ACTION ITEM –
Say how many lines in the records hold "lands". Nothing but the number should be given.

*** RAW DATA ***

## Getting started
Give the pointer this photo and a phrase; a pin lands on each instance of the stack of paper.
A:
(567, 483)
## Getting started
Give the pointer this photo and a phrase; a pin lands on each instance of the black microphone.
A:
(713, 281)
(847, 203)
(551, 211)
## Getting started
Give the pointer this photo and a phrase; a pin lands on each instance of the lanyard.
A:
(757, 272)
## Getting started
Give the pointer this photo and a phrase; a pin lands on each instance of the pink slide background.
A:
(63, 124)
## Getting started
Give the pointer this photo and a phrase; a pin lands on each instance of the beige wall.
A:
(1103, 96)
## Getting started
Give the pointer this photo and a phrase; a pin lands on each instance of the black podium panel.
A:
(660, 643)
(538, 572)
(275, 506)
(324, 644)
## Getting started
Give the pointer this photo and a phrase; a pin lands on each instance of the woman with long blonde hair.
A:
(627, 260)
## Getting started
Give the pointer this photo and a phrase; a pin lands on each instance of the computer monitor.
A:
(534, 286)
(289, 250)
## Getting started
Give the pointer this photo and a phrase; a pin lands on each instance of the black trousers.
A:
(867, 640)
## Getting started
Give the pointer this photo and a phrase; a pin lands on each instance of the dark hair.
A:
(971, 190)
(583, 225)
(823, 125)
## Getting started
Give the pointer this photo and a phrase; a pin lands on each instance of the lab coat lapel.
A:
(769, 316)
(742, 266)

***

REPLY –
11